(Point placement records)
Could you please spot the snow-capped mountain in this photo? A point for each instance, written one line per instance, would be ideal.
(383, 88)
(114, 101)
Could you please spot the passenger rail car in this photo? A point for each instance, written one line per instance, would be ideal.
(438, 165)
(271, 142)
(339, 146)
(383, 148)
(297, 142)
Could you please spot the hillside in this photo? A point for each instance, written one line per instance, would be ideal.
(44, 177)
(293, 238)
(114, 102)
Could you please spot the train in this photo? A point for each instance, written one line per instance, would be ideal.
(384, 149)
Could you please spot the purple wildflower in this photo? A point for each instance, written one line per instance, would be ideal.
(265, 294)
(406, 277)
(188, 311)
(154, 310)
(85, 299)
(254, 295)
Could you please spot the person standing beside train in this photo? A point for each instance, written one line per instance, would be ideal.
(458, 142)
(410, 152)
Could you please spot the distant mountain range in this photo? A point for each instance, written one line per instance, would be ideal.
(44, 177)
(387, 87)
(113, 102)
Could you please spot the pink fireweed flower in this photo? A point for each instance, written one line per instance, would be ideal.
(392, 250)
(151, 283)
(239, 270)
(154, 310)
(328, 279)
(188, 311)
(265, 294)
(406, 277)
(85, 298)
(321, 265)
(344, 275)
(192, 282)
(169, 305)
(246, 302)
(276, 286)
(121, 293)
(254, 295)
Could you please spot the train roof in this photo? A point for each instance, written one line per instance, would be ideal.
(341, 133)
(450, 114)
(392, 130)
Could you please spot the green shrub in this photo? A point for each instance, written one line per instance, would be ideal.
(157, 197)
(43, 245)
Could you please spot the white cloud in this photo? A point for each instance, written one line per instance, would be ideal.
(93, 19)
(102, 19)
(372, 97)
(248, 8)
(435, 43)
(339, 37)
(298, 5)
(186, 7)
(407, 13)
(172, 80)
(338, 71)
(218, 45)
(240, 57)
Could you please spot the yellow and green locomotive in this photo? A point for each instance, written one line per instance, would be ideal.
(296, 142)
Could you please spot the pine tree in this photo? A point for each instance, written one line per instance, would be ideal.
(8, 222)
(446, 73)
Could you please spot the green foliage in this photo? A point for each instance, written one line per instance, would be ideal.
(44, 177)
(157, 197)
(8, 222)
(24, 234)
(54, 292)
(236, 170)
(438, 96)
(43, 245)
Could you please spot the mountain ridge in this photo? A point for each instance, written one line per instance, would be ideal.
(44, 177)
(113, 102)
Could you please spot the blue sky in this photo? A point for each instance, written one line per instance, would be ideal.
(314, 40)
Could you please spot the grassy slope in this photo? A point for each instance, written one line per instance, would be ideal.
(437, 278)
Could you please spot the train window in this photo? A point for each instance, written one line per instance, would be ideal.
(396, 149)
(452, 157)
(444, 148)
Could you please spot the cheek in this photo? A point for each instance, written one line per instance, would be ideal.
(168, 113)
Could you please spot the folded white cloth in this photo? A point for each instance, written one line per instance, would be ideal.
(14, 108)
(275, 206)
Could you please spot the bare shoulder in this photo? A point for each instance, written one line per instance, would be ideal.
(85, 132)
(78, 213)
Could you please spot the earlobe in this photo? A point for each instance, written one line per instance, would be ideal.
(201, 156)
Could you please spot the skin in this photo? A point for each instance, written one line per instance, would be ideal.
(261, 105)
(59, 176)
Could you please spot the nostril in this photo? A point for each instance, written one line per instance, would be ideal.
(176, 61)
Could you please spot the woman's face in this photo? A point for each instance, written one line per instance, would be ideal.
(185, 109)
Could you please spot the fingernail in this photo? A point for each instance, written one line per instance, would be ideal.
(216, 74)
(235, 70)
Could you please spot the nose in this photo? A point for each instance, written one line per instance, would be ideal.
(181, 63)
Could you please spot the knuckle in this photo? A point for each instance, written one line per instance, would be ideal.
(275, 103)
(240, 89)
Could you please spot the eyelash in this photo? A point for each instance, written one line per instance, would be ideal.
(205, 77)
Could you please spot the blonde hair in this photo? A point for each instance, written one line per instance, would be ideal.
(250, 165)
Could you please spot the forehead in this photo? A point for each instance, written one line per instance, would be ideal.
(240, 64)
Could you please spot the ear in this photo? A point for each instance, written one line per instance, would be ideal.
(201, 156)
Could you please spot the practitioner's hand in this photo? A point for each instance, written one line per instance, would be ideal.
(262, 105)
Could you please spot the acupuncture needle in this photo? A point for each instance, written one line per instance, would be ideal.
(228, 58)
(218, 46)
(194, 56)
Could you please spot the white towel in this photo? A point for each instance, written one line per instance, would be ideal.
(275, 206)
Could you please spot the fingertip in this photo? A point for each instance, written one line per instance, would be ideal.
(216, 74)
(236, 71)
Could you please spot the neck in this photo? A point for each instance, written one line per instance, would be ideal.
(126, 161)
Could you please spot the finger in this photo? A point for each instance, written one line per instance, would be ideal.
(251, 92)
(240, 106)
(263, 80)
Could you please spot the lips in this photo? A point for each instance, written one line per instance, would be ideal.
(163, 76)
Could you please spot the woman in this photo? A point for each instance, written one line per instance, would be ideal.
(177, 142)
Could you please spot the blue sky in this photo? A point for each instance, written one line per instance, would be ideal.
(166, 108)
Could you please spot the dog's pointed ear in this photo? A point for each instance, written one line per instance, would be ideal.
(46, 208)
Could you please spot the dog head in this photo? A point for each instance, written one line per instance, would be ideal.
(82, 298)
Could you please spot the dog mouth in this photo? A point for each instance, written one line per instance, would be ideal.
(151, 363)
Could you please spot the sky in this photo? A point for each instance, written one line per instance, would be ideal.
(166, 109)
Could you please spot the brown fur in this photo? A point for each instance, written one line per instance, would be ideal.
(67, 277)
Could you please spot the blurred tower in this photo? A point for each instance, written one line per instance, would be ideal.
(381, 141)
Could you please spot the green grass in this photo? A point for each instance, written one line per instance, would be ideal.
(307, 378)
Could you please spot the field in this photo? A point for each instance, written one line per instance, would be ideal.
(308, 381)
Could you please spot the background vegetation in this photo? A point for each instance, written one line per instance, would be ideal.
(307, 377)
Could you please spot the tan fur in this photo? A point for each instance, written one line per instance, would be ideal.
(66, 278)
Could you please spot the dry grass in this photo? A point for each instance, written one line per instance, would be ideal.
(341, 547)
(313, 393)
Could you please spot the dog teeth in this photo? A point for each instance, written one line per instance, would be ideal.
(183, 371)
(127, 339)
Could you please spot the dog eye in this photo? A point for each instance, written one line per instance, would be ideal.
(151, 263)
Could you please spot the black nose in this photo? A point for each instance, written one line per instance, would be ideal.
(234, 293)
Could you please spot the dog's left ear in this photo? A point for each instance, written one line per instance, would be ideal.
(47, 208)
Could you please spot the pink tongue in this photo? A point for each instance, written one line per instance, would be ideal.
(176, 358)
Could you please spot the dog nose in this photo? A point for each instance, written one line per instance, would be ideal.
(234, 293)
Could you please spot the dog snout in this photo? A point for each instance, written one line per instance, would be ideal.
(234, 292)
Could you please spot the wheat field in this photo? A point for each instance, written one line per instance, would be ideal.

■ **The task**: Every record above must be duplicated exactly.

■ **Completed task**:
Could you please spot the snow-capped mountain in this photo? A point for each instance, written one line per instance, would be ideal.
(383, 88)
(114, 101)
Could you please spot the passenger rail car in this photo? A point for each instance, written one line per instance, would be ideal.
(438, 165)
(271, 142)
(339, 146)
(383, 148)
(297, 142)
Could you please spot the hillside in this photo? A point for each instance, written one line per instance, would be ideal.
(44, 177)
(293, 238)
(114, 102)
Could you please spot the train in this photo? A point for each instance, written one line per instance, would be ideal.
(384, 149)
Could you please spot the purple wildflower in this photo? A point for each instance, written one line per instance, would be ideal.
(265, 294)
(406, 277)
(188, 311)
(154, 310)
(85, 299)
(254, 295)
Could you please spot the person standing beside train in this photo? A point for each instance, written one line per instance, would be ideal.
(458, 142)
(410, 152)
Could you please spot the distant mountain range in this photo? A point for each instance, written one line per instance, would be ideal.
(44, 177)
(387, 87)
(113, 102)
Could you please spot the pink fireweed flower in this photo? A point for each instance, written one line per instance, would be ideal.
(392, 250)
(151, 283)
(239, 270)
(154, 310)
(328, 279)
(188, 311)
(265, 294)
(406, 277)
(85, 298)
(321, 265)
(344, 275)
(192, 282)
(169, 305)
(246, 302)
(276, 286)
(121, 293)
(254, 295)
Could you please spot the train roof in this photo? A point for each instance, written one line per instance, would be ideal.
(341, 133)
(450, 114)
(392, 130)
Could you please spot the green shrub in this photo? A point for each instance, written one line per instance, would be ideal.
(157, 197)
(43, 245)
Could you please spot the white cloud in this photo? A point for each instance, written one line per instance, would be ideal.
(93, 19)
(102, 19)
(372, 97)
(248, 8)
(435, 43)
(339, 37)
(298, 5)
(186, 7)
(407, 13)
(172, 80)
(338, 71)
(218, 45)
(240, 57)
Could you please spot the yellow and green locomotive in this photo? A point for each instance, written one line per instance, would be ideal.
(296, 142)
Could you please spot the pine tree in this photo? A point for each instance, written one line per instance, would be ideal.
(8, 222)
(446, 73)
Could you please spot the green foliage in this photo? A point for each instance, written one line per instance, would be ideal.
(44, 177)
(157, 197)
(8, 222)
(24, 234)
(54, 292)
(236, 170)
(438, 96)
(43, 245)
Could you please spot the mountain ridge in this photo? A point for each instance, written one line per instance, would be ideal.
(44, 177)
(113, 102)
Could you please spot the blue sky in this photo? A point for each instance, written one line per instance, would be ideal.
(314, 40)
Could you please spot the grassy slope in this photo? A point for each instance, written one line per instance, would be ideal.
(437, 278)
Could you please spot the train window in this photo? A point for each instance, written one line per instance, would be ideal.
(396, 149)
(452, 157)
(444, 148)
Could you please spot the cheek in this photo? A point for each instance, written one line per instance, would be ideal.
(168, 113)
Could you please spot the folded white cloth in this photo? A point for each instance, written one line per instance, would be ideal.
(14, 108)
(275, 206)
Could you please spot the bare shoulder in this photo? A point for each instance, written one line per instance, would be ideal.
(85, 132)
(78, 213)
Could you please spot the earlobe in this photo? A point for each instance, written one line per instance, would be ideal.
(201, 156)
Could you please spot the skin in this photo? A point for each instance, written one line per instance, would be ideal.
(261, 105)
(59, 176)
Could you please spot the nostril in this photo? A point for each instance, written one line per instance, would be ideal.
(176, 61)
Could you please spot the woman's face in this photo? A point for each instance, written one line per instance, would be ideal.
(185, 109)
Could you please spot the fingernail in this photo? A point for each instance, written one line per instance, would be ideal.
(216, 74)
(235, 70)
Could you please spot the nose in this photo? A point for each instance, written one line per instance, would be ideal.
(181, 63)
Could you please spot the knuckle in this photo? A point for each instance, written one line per instance, would be ideal.
(275, 103)
(240, 89)
Could you please spot the eyelash in this photo? A point for each instance, written one line per instance, would be ideal.
(205, 77)
Could you please spot the blonde hair in this photo? A point for each instance, written one line per instance, would be ideal.
(250, 165)
Could you please spot the forehead in this photo? A point for each instance, written one line per instance, would be ideal.
(240, 64)
Could you please spot the ear in this photo? A point for each instance, written one line per instance, would be ideal.
(201, 156)
Could you please spot the practitioner's hand in this photo? A point for each instance, written one line per instance, would be ideal.
(262, 105)
Could you please spot the acupuncture needle in this photo? A point for each instance, written one line per instance, would be ideal.
(228, 58)
(218, 46)
(194, 56)
Could you please spot the white towel in this photo? A point for each instance, written one line per instance, would be ideal.
(275, 206)
Could you please spot the fingertip in this photo? A point for each instance, written one line per instance, would be ideal.
(216, 74)
(236, 71)
Could you please spot the neck in this photo? A point for each instance, written one line per instance, would be ideal.
(126, 161)
Could you please spot the finger in this photo? A point for each instance, written one line per instance, would be ideal.
(251, 92)
(240, 106)
(263, 80)
Could you please spot the lips in this photo? A point for each instance, written one line per instance, would be ideal.
(163, 76)
Could you please spot the woman in this photo? A point for each instance, written one line per instance, would be ideal.
(177, 142)
Could you please spot the blue sky in this photo? A point for each instance, written one line per instance, would be ideal.
(166, 108)
Could you please spot the dog's pointed ear in this photo? A point for each instance, written one line per instance, would be ideal.
(46, 208)
Could you please spot the dog head in this photo? A point for each instance, written one line per instance, would be ideal.
(82, 298)
Could you please spot the dog mouth in this photo? A point for each instance, written one line per instance, would be ideal.
(151, 363)
Could you please spot the sky in this photo? A point for each instance, written one line per instance, would be ideal.
(166, 109)
Could you please spot the brown fur in this photo? A point for each instance, written one line per instance, would be ideal.
(67, 277)
Could you please spot the blurred tower in this photo? A point for each instance, written one line per instance, would be ideal.
(381, 141)
Could you please spot the green grass in this photo? A point for each instance, written one line per instance, would be ideal.
(307, 378)
Could you please spot the field in this photo? A point for each instance, written one line per instance, would be ideal.
(308, 381)
Could you please spot the background vegetation in this photo? A point for each instance, written one line per instance, would be ideal.
(307, 377)
Could you please spot the tan fur in this photo? A point for each instance, written one line per instance, would be ideal.
(66, 278)
Could you please spot the dry grass in this photo? A point for each instance, written one line per instance, would be ideal.
(341, 547)
(313, 393)
Could you please spot the dog teeth in this photo? A point for each instance, written one line per instance, would be ideal.
(183, 371)
(127, 339)
Could you please spot the dog eye in this photo? A point for each instance, written one line per instance, would be ideal.
(151, 263)
Could you please spot the black nose in this photo? A point for each instance, written one line per instance, would be ideal.
(234, 293)
Could you please spot the dog's left ear in this photo? A point for each instance, written one line per instance, would be ideal.
(47, 208)
Could you please spot the pink tongue in this photo? A point for each instance, written one line per instance, would be ideal.
(176, 358)
Could you please spot the dog nose in this photo? A point for each instance, written one line per instance, would be ideal.
(234, 293)
Could you please spot the dog snout in this photo? A point for each instance, written one line per instance, would be ideal.
(234, 292)
Could you please spot the wheat field in this photo? A point for each instance, written one line per instance, would be ideal.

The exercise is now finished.